I tried manually setting via schema() the columns as utf8()/character
equivalent in R, or string().

I still get the same error message.

disk.frame read these columns mixing integers with spaces/blanks as
integers smoothly with no error messages at all. I think disk.frame read
the spaces/blanks as null values/NA in R studio.

I am scripting all of these in RMarkdown if that might be a factor.

Questions:
1.Is there a way in open_dataset() to automatically set all blanks as null
values across multiple csvs which im trying to load into R? Similar in
logic to pandas.read_csv('test.csv',na_values=['nan'])

manual re-encoding is not feasible because im dealing with millions of data
points, I am also just a secondary user of this data, and my goal is to
automate in R for my organization.

2.  Are there other arrow functions/commands that can load multiple csvs
from my local folder as an arrow object?

Regards,

On Tue, Jan 31, 2023 at 8:50 AM Angelo Casalan <acasalan...@gmail.com>
wrote:

> Hi Jacob,
>
> Thanks. To provide some specifics on my query:
>
> 1.which version of arrow are you running?
> - 10.0.1
>
> 2. The error message provides an exact col,row position, have you checked
> the value there?
> Yes. It is int64. This is after running open_dataset without specifying
> schema:
> '''
> arrow<-open_dataset(
> sources="location of csv files",
> format="csv"
> )
> '''
>
>  3. I have to correct the exact error message:
> CSV conversion error to int64:invalid value ' '
> I think arrow tells me the invalid value present is ' '
>
>  4. This reminds me of cases where scientific notation is used for
> integers
>  which causes an error but that usually shows the value e.g. "1e6".
> the invalid value is: ' '
>
> 5. I am really confused because using disk.frame() function, on the same
> csvs, I have not encountered this problem on this column because it was
> cleanly encoded as a numeric variable.

++++++++

* PROBLEM *
Carry on the email thread above about arrow's CSV conversion error, writing the next part after its final line.

++++++++

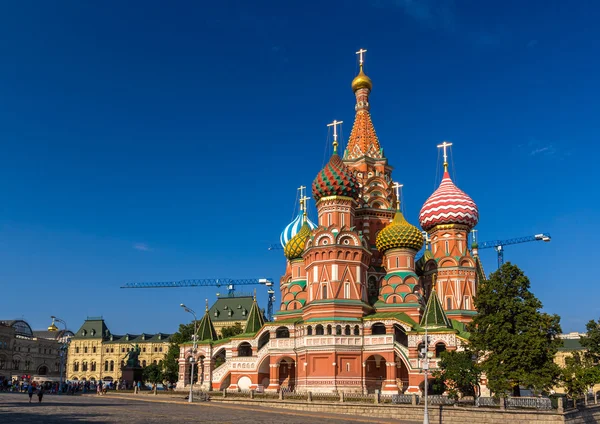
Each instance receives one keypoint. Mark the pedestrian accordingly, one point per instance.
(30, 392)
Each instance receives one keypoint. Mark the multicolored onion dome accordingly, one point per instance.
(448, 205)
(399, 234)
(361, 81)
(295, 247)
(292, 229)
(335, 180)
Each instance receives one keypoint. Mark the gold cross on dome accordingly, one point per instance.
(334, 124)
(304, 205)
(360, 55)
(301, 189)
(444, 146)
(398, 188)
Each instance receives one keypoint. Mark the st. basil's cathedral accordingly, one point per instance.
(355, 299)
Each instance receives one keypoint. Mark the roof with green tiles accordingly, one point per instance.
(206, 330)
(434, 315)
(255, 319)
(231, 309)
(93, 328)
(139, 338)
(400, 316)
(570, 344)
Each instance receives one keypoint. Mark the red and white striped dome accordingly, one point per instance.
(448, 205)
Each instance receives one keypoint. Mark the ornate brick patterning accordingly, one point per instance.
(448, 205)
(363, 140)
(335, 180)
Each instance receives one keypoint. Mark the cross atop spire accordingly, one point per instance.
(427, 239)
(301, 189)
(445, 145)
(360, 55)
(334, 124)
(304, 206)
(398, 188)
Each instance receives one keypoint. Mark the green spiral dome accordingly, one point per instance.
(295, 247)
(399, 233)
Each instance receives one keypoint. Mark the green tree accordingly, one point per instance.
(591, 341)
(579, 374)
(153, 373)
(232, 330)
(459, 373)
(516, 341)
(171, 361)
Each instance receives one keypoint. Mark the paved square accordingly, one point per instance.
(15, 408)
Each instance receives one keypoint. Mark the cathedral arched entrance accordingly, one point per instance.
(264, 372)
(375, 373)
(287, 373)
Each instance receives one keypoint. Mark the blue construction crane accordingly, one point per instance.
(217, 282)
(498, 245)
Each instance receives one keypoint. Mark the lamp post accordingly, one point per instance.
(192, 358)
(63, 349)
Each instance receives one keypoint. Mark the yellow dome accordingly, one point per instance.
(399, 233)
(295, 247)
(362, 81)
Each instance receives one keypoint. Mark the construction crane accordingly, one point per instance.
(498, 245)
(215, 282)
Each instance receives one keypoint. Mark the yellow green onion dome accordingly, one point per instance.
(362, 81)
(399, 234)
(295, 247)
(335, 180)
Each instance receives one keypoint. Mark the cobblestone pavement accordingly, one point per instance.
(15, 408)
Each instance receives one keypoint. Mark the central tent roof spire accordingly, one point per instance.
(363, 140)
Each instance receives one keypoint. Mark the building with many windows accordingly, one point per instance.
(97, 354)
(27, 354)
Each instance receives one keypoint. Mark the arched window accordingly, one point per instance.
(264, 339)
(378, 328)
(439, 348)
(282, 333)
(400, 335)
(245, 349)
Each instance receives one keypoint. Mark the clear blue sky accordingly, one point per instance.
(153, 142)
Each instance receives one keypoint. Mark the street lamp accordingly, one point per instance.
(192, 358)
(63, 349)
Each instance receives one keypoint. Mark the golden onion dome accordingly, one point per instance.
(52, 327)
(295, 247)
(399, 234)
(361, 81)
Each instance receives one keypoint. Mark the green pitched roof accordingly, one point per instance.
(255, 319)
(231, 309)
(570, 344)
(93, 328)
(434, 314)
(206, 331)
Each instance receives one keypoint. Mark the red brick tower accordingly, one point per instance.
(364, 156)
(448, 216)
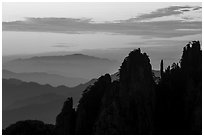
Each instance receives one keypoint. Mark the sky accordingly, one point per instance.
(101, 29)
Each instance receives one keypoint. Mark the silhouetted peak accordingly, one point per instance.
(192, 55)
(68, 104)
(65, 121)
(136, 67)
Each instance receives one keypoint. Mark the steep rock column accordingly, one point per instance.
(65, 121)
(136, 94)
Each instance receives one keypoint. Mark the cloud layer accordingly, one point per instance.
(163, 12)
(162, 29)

++++++++

* WRITTEN ANSWER *
>
> Regards,
>
>
>
> On Fri, Jan 27, 2023 at 9:43 AM Angelo Casalan <acasalan...@gmail.com>
> wrote:
>
>> Hi ,
>>
>> I hope you are well. I wish to ask how I can resolve this error:
>>
>> "CSV conversion error to int64: invalid value"
>>
>>
>> To give an idea of my dataset. I have 4 csvs all placed in a local folder.
>>
>>
>> The code below worked when importing:
>>
>>
>> arrow<-open_dataset(
>> sources="csv location",
>> format="csv")
>>
>>
>> However, when I run:
>>
>>
>> arrow %>% count(column) %>% collect()
>> nrow(arrow %>% collect)
>>
>> head(arrow %>% collect(),10 )
>>
>> I always get the same  error message: "Invalid: In CSV column #12: Row
>> #580. CSV conversion error to int64: invalid value"
>>
>> I tried going back to open_dataset(,schema() ). Where the column that is
>> giving me problems is set as utf8 or sometimes str in the schema argument.
>>
>> schema(
>> col=utf8(),
>> other nth columns
>> )
>>
>> But I still encounter the same problem.
>>
>> Using this code below fail to work either.
>>
>> arrow2<-arrow_table(arrow)
>>
>> Thanks in advance if you can help me.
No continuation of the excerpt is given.